**Selected extract:**
------------
HOMInG’s seminar 44_20 will be with prof. Tasoulla Hadjiyanni (University of Minnesota), the author of The Right to Home: Exploring how space, culture and identity intersect with disparities, Palgrave, 2019.
See the seminar’s outline below.
All participants welcome – please register in advance (bernardo.armanni@unitn.it)
Toward Culturally Enriched Communities – The Right to Home.
Abstract: Design elements of home interiors have received little attention in efforts to eliminate health, income, and educational disparities and create communities in which everyone can thrive. As the pandemic’s disproportionate impact on communities of color and the global call for racial justice demonstrated, securing the future is inextricably linked to identifying and addressing systems of exclusion. The Right to Home uses stories from Hmong, Somali, Mexicans, Ojibwe, and African Americans in Minnesota to explore how the spatial characteristics of homes can support or suppress peoples’ attempts to create meaning in their lives, which can impact well-being and delineate the production of disparities. Through exposing unexpected uses and unintended consequences, such as how kitchen layouts restrict cooking, the size of social areas limits gatherings with friends, walls construct connections to spirits, windows nourish the soul, and dining tables instill aspirations, the discussion expands understanding of how everyday uses of domestic spaces intersect with income, race, gender, citizenship, ability, religion, and ethnicity to posit that social inequalities are partly spatially constructed and are therefore, malleable. The book’s purpose is to inspire a sense of wonder about the human capacity to create meaning and rally home mediators (scholars, educators, design practitioners, policy makes, and advocates) to work toward Culturally Enriched Communities, healthy and connected communities in which everyone can thrive.
------------
**Listed entries:**

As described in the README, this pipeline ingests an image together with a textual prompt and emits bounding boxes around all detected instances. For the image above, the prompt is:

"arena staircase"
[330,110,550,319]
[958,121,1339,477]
------------
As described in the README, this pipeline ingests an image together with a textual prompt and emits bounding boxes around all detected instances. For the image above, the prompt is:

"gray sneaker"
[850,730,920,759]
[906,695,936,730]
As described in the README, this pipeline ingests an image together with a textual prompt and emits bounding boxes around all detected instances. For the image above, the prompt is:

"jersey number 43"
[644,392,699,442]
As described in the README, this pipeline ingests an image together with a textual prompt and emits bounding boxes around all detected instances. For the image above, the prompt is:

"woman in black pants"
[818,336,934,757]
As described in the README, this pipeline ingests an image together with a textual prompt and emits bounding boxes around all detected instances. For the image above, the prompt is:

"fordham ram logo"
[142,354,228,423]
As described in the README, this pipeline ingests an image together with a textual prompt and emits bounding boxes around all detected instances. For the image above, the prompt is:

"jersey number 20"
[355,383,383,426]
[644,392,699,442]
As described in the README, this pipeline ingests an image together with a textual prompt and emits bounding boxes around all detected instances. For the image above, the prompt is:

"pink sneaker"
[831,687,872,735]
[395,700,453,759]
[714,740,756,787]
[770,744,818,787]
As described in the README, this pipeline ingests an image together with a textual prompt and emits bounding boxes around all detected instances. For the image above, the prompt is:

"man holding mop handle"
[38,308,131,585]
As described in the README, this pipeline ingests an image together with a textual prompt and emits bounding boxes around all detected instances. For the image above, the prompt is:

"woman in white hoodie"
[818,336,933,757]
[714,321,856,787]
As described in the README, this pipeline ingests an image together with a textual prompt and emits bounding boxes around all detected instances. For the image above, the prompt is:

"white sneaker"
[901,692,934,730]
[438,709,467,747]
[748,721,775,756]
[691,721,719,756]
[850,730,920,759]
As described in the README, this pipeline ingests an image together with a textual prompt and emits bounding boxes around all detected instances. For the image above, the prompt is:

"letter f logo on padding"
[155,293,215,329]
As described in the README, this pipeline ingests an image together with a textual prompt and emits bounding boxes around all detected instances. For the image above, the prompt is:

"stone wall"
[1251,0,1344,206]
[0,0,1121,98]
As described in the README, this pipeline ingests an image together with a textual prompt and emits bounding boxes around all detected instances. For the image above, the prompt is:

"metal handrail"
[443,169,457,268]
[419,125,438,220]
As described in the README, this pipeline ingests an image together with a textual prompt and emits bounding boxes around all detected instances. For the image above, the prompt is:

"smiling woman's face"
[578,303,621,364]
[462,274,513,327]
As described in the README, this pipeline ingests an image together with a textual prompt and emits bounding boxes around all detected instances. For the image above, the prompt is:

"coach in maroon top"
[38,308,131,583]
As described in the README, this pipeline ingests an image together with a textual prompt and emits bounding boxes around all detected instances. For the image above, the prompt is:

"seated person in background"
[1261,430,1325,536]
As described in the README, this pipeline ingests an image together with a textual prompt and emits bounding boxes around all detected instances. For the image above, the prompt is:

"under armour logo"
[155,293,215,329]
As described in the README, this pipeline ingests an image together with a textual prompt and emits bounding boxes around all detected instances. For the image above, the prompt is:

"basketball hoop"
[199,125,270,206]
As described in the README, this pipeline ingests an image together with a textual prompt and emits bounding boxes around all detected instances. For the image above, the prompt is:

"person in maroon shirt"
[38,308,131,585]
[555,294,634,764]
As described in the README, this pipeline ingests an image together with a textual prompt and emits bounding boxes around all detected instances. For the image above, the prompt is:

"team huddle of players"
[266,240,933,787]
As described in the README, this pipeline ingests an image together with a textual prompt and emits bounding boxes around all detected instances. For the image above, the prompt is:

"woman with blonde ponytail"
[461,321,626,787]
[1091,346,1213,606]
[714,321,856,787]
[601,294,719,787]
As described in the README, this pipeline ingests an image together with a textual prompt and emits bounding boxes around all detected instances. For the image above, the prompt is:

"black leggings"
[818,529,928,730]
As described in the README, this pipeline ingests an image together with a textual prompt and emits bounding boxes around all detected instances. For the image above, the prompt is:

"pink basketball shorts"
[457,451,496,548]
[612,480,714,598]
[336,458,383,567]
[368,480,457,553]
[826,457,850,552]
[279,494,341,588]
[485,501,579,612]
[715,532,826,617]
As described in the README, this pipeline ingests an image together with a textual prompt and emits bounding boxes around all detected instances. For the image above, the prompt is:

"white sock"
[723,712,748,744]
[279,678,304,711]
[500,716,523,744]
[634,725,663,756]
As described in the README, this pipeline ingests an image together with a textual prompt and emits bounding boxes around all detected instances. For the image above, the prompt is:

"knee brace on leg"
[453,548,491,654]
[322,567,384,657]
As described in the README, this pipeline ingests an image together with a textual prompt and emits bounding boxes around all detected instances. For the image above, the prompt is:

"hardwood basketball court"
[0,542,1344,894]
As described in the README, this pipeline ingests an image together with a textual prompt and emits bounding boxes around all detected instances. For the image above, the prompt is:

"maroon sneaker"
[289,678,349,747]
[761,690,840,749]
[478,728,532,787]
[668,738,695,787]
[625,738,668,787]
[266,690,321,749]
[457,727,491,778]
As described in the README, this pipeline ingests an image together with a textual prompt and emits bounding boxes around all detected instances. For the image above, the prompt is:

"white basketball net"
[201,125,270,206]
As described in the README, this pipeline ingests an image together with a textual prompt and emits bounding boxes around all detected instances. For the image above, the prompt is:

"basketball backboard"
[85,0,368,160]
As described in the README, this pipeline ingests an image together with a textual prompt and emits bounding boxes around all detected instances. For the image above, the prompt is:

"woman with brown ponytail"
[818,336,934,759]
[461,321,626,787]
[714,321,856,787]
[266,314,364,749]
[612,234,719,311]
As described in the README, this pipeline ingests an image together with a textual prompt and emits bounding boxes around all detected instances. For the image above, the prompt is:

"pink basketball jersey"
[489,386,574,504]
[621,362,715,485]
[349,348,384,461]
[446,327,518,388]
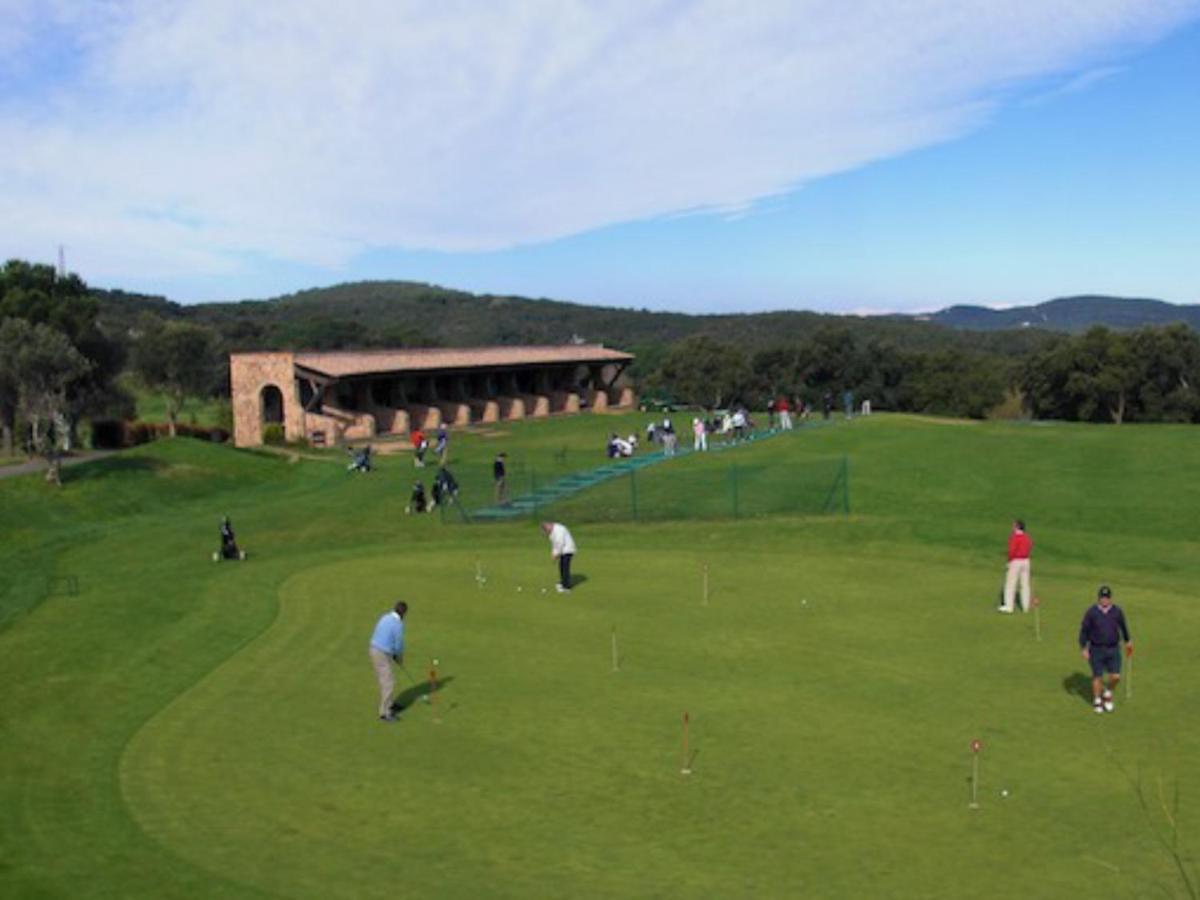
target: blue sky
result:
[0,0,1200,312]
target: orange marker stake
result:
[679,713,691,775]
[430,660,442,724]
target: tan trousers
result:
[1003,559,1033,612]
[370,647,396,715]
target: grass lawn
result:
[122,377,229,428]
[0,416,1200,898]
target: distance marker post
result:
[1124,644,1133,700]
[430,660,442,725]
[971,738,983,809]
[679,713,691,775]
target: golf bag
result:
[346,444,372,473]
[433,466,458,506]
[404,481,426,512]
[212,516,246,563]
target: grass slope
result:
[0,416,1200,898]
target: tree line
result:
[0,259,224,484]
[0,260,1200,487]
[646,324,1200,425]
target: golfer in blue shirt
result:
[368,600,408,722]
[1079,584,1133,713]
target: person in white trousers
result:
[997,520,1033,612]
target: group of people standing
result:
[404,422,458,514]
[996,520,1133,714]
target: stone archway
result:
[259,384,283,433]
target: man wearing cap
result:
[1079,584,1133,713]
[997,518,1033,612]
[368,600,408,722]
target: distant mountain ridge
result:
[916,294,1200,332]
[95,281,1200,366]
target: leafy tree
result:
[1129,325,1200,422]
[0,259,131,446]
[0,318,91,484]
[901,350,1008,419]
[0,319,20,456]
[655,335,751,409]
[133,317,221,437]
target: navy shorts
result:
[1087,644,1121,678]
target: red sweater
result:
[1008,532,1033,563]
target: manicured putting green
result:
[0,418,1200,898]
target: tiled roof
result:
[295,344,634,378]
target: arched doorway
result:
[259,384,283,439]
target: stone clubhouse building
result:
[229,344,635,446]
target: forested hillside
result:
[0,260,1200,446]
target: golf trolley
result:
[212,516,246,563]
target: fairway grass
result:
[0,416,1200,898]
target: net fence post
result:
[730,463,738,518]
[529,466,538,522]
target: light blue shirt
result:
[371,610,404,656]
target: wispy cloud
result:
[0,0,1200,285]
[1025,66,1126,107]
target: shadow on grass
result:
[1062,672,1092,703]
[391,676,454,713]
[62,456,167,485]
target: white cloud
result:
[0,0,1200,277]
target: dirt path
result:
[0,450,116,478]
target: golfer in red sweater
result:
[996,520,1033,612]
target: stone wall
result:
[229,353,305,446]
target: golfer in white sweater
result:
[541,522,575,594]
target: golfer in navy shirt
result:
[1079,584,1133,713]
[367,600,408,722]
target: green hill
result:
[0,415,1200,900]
------------
**Tasks to complete:**
(A) Please decide whether each statement agrees with the seminar announcement, answering yes or no and quoting the words that decide it: (i) The speaker is affiliated with the University of Minnesota. (ii) The book was published in 2020. (iii) The stories used in the book come from people in Wisconsin.
(B) List every group whose stories the book uses, as named in the seminar announcement.

**Per-task answers:**
(A)
(i) Yes: "prof. Tasoulla Hadjiyanni (University of Minnesota)"
(ii) No: "Palgrave, 2019"
(iii) No: "uses stories from Hmong, Somali, Mexicans, Ojibwe, and African Americans in Minnesota"

(B) Hmong, Somali, Mexicans, Ojibwe, African Americans